▶ **PROBLEM TO WORK ON**
Which brands of cat litter does the forum thread about paper-based litter below mention by name?
— start EXCERPT PROVIDED —
Any good suggestions for paper based litter?


----------



## Rocky_Raccoon (Jun 7, 2011)

I haven't heard of that kind of suggestion personally from any vet I've gone to, but if you'd like to go with the suggestion, and I'm sure it's a good suggestion  I've heard of Yesterday's New's Litter, but i haven't personally used it, i know that it's made from paper and i've heard good things about it  Personally, i was using Swheat litter at the time post Rocky's neutering in January and he was perfectly fine with that litter  I think an all natural litter like World's Best, Swheat, Dr Elsey's Kitten Attract, or Yesterday's News would be good options for your kitty friend


----------



## trexmommy (Mar 24, 2010)

Well we use arm and hammer naturals and love it. What I didnt like about the kind we used before was that it was like pellets? Both I and the cats thought it was weird lol. They used it okay, but I watched them walk around on it and could tell they werent too happy with their options lol.


----------



## Rocky_Raccoon (Jun 7, 2011)

I've seen the pellets before as well, and i don't prefer that kind of litter, and it seems like it would have an issue with clumping? Cat's prefer the sand like texture on their paws, and i think it's because they are indigenous to the desert, and guess what? The desert is full of just that, sand! lol


----------



## Meezer_lover (Apr 19, 2011)

Yoshi was just neutered this week and there was nothing in our paperwork that recommended we use paper based litter (and they didn't verbally tell me either).

I'm guessing it may not be good to have a dusty clay litter after a neuter.....since they squat and their "stuff" touches the litter, with the sutures and such. IDK


----------
— end EXCERPT PROVIDED —
— start DATA ROWS —
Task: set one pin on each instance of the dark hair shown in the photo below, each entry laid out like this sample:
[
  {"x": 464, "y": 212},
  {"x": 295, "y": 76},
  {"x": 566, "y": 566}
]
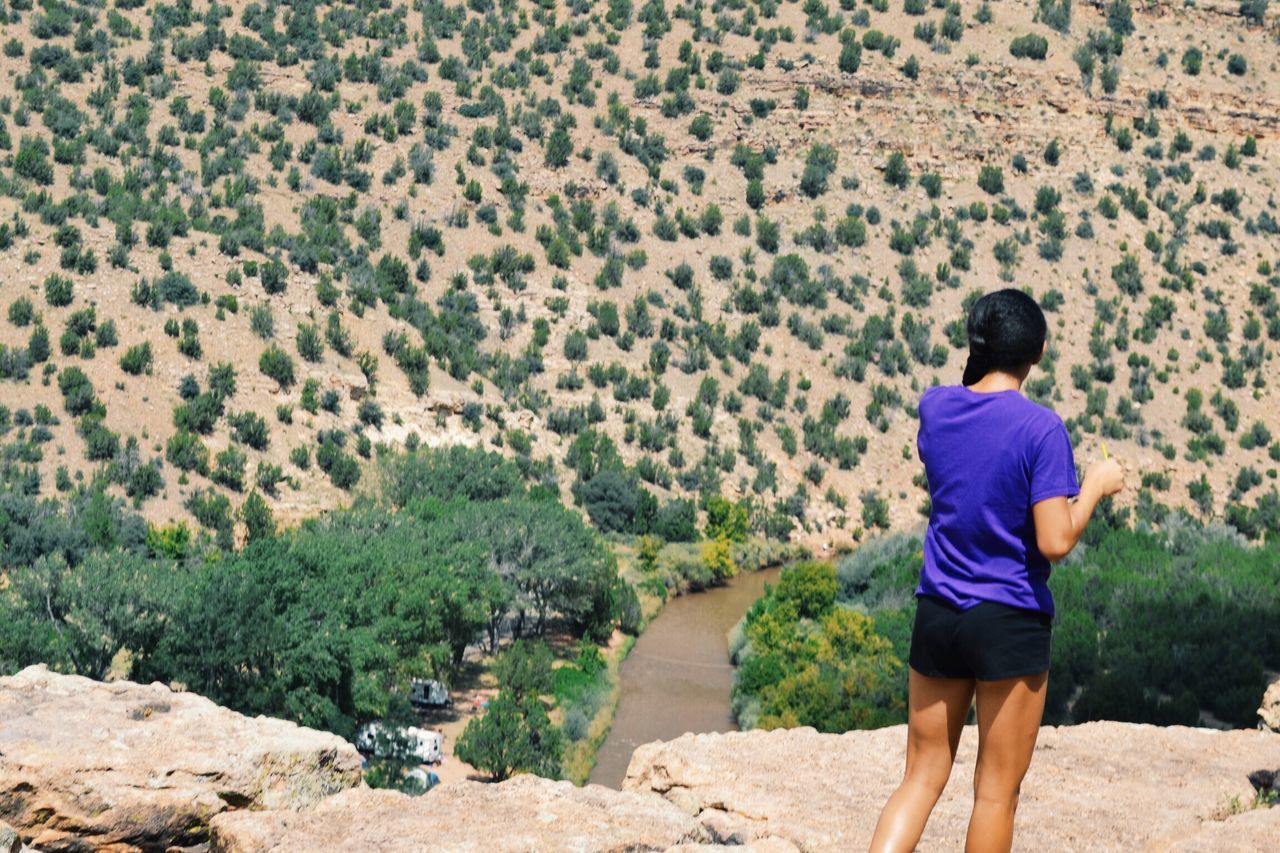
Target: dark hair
[{"x": 1006, "y": 331}]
— end DATA ROWS —
▶ **SOLUTION TO THIS EXERCISE**
- Yesterday's News
- Swheat
- World's Best
- Dr Elsey's Kitten Attract
- arm and hammer naturals